# EXERCISE PROMPT:
Exactly the lines from the one containing "ear for me with box coords" to the last line of the records, inclusive, are to be transcribed; include no others.

(Referring expression grounding data)
··········
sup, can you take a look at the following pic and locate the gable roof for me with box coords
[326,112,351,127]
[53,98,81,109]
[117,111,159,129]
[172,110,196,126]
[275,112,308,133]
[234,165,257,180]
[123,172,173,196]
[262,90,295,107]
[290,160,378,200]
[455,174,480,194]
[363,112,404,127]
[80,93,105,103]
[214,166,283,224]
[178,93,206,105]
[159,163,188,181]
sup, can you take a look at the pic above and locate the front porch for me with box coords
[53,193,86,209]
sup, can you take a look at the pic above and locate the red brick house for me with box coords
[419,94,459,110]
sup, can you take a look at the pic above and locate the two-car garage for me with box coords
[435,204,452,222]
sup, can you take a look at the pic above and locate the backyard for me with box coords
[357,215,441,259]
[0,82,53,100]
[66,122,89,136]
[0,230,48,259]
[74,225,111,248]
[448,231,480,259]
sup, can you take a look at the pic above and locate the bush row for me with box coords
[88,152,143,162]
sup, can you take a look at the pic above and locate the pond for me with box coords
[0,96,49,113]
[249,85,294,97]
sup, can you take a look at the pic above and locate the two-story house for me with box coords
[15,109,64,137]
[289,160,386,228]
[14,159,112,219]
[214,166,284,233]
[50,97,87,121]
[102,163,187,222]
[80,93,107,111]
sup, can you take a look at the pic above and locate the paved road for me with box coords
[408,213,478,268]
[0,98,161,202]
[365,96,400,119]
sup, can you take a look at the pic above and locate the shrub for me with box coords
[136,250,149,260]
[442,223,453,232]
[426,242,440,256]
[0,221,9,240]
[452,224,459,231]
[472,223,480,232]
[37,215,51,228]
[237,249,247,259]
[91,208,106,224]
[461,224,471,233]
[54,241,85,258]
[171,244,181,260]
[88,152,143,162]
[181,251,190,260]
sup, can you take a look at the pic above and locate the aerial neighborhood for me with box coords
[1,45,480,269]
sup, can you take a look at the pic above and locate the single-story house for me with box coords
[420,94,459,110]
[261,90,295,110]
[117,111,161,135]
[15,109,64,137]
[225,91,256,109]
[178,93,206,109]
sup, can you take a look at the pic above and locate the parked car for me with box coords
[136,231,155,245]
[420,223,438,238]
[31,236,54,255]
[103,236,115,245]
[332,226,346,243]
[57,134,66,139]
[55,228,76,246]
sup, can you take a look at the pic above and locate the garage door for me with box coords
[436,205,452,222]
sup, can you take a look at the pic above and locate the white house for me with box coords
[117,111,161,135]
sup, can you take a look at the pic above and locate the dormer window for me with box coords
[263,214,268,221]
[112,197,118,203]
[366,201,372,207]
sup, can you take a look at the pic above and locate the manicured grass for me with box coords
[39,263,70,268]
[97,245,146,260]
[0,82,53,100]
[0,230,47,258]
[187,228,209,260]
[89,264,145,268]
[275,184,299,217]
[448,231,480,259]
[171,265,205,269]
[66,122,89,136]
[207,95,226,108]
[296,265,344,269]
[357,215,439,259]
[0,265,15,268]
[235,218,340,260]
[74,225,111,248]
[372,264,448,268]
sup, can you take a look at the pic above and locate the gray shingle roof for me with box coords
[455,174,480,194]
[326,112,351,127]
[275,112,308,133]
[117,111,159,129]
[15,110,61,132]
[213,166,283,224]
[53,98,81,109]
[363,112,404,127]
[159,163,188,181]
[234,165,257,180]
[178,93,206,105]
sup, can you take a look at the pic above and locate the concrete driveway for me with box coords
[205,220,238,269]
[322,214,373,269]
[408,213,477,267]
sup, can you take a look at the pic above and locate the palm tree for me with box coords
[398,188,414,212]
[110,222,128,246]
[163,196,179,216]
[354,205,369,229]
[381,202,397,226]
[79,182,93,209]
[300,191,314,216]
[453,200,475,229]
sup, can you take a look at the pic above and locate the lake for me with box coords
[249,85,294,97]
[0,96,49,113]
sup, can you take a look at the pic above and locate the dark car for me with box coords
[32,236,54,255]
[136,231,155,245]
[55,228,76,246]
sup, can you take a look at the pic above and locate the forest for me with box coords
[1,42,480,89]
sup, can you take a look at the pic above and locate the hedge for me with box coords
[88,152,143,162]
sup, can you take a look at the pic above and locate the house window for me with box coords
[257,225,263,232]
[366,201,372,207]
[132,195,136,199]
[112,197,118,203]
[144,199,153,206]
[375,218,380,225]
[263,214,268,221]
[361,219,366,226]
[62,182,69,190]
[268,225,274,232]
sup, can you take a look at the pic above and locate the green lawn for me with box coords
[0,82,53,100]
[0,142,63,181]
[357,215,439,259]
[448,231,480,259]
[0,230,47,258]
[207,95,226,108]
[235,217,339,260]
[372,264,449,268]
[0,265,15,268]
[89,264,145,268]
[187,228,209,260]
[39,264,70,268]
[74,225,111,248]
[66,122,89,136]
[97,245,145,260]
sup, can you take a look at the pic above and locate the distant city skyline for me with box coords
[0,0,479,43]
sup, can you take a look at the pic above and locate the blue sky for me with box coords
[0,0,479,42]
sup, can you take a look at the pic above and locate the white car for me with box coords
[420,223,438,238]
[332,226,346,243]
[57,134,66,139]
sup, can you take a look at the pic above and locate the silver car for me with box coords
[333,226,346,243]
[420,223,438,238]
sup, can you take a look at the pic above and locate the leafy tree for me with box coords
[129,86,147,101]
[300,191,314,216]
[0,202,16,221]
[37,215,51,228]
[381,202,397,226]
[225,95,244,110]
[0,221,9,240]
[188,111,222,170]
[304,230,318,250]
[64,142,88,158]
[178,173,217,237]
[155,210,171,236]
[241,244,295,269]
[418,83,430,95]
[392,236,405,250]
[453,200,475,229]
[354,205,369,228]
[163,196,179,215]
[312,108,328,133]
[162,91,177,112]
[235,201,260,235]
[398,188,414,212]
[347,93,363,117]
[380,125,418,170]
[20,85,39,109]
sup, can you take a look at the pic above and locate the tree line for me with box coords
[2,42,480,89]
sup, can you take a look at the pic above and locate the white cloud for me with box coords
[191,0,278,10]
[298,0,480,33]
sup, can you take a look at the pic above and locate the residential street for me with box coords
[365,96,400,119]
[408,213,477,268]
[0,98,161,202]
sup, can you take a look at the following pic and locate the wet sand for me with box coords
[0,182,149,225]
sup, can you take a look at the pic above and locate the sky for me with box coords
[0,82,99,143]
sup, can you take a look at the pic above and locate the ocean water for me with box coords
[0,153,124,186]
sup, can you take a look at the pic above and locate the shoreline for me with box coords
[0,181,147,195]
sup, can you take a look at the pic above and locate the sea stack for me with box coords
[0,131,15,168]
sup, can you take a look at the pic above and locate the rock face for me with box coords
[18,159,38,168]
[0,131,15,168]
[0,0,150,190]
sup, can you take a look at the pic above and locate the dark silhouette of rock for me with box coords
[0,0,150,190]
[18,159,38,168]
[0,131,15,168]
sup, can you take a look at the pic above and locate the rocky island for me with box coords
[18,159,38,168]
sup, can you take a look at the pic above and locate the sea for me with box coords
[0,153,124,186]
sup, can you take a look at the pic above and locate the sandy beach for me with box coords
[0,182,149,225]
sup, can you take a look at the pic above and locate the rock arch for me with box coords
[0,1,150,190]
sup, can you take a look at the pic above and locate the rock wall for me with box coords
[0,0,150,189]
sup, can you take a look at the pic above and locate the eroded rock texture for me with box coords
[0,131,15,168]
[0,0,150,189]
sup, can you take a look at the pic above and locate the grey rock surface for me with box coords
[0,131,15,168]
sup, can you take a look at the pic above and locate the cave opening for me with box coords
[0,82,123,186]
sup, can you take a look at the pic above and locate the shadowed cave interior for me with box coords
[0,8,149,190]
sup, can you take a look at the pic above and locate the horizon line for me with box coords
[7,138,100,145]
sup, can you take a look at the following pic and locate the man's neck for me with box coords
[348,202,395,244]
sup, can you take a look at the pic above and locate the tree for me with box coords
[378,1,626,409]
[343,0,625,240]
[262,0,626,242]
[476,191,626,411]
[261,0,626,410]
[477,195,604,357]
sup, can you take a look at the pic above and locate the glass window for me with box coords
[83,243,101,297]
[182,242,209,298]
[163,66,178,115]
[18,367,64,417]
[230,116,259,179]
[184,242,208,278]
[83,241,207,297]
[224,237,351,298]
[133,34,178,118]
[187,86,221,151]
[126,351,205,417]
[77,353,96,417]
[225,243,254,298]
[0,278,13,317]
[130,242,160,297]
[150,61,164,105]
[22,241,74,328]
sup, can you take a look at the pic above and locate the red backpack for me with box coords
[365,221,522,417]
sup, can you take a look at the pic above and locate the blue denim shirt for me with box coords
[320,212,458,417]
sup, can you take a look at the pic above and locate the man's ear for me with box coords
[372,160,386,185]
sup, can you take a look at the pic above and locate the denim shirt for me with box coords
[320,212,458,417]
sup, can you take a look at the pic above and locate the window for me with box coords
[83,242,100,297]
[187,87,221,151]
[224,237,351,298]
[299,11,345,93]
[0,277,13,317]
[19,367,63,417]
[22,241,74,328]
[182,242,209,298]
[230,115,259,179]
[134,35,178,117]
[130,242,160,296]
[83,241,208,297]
··········
# EXERCISE ANSWER:
sup, can you take a look at the pic above and locate the man's ear for me with box coords
[372,160,386,185]
sup, can you take a look at the pic above and locate the denim shirt for me with box coords
[320,212,458,417]
sup, can you take a look at the pic above and locate the window for me with box coords
[83,242,100,297]
[187,87,221,151]
[224,237,351,298]
[299,11,345,93]
[0,277,13,317]
[19,367,63,417]
[22,241,74,328]
[182,242,209,298]
[230,115,259,179]
[134,35,178,117]
[130,242,160,296]
[83,241,208,297]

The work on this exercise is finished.